EXERCISE:
After finding the line with "</instance>" in the entries below, retype exactly each line from there through the line with "130L339 287L451 292L449", including that final line.

RECORDS TO USE:

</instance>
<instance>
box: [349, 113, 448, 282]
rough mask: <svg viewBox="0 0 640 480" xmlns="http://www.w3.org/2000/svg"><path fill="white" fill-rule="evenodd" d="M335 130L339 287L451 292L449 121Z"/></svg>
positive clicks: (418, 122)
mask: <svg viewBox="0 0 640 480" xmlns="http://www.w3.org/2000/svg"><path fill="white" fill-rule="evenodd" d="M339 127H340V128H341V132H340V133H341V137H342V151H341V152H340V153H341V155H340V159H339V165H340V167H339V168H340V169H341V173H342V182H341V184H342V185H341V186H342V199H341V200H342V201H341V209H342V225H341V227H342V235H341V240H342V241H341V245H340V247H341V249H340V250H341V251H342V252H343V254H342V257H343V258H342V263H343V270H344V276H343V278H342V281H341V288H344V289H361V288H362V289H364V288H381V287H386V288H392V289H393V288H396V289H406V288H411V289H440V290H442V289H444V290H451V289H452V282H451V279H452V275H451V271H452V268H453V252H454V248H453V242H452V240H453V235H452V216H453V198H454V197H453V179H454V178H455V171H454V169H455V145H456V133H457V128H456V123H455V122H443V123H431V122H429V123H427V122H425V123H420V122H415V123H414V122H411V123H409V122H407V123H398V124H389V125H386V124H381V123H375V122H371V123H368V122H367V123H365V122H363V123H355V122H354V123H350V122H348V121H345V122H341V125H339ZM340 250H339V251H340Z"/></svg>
...
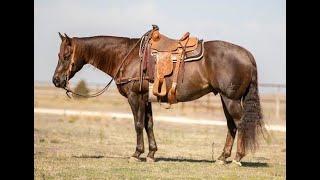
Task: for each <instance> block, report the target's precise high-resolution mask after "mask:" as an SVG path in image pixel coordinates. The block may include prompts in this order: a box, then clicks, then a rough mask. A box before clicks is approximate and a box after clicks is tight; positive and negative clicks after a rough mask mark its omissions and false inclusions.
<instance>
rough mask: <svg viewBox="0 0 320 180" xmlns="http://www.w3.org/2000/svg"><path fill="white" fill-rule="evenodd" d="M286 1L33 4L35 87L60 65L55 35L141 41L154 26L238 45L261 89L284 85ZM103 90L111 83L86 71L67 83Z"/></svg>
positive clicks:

FINISHED EXERCISE:
</instance>
<instance>
box: [349, 113, 448, 282]
rough mask: <svg viewBox="0 0 640 480" xmlns="http://www.w3.org/2000/svg"><path fill="white" fill-rule="evenodd" d="M335 130L339 287L451 292L449 121Z"/></svg>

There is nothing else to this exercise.